• Problem description:
Take the part of the records below that opens with the line containing "Task description: The image is above. Identify every mouth" and closes with the line containing "[177,96,224,160]", both lines included. Reproduce every line of that part, requests as well, but scale each bounding-box coordinate in the answers by 0.5 and round to whole numbers, with halves rounded up.

======== Records for processing

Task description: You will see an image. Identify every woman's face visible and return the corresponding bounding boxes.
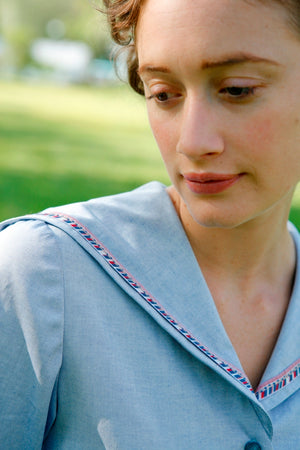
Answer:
[136,0,300,228]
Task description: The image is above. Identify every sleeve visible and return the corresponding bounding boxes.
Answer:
[0,221,64,450]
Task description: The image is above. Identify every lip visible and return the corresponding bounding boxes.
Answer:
[183,172,244,195]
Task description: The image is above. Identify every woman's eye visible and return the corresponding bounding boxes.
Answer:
[155,92,170,102]
[220,86,254,100]
[147,91,177,103]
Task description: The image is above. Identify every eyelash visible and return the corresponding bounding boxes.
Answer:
[220,86,255,100]
[146,86,256,105]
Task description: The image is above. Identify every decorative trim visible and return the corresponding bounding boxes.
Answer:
[255,359,300,400]
[38,213,253,392]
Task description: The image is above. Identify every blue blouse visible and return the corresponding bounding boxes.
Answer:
[0,182,300,450]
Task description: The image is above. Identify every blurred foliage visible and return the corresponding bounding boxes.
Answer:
[0,0,111,68]
[0,82,300,229]
[0,82,168,219]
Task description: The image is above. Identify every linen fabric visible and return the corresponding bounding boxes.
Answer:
[0,182,300,450]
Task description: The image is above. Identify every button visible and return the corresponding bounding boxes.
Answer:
[245,441,261,450]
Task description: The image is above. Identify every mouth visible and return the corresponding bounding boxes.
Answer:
[183,172,244,195]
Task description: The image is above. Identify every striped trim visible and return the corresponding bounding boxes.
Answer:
[39,213,253,392]
[255,359,300,400]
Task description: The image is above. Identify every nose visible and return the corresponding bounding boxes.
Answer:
[177,96,224,160]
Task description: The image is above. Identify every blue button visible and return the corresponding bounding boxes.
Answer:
[245,441,261,450]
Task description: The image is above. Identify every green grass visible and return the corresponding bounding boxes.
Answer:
[0,82,168,219]
[0,82,300,228]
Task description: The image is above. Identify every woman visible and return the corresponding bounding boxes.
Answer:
[0,0,300,450]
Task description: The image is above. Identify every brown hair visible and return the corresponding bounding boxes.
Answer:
[102,0,300,95]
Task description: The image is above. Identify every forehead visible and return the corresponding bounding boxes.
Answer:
[136,0,298,68]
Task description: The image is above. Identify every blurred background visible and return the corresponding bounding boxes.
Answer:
[0,0,168,219]
[0,0,300,227]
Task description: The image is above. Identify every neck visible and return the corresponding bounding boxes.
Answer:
[170,186,296,296]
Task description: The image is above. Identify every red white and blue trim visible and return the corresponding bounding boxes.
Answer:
[255,359,300,400]
[39,212,300,400]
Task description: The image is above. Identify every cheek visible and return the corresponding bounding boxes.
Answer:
[148,108,176,159]
[245,117,279,152]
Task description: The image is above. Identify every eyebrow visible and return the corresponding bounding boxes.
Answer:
[138,53,281,75]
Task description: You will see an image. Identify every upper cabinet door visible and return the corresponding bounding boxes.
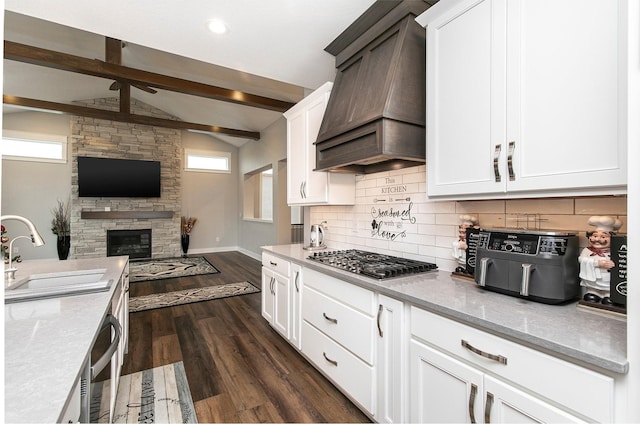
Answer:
[426,0,506,196]
[507,0,627,194]
[418,0,627,199]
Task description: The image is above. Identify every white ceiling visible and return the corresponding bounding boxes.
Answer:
[4,0,374,146]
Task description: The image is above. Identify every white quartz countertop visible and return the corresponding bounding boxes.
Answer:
[263,244,629,374]
[4,256,128,423]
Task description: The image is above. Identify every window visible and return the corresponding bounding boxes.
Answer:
[243,165,273,222]
[184,149,231,174]
[2,130,67,163]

================

• Reply to the exercise:
Task description: The image is above. Identify every mouth visible and return the corresponding bounding boxes.
Answer:
[92,86,122,98]
Task description: The image is above. Identify every striped trim visible and return the corresponding bounding boxes.
Answer:
[20,107,127,196]
[128,180,150,200]
Task description: The image is above. Identify every nose visible and return the corresponding bounding boxes.
Answer:
[89,48,112,80]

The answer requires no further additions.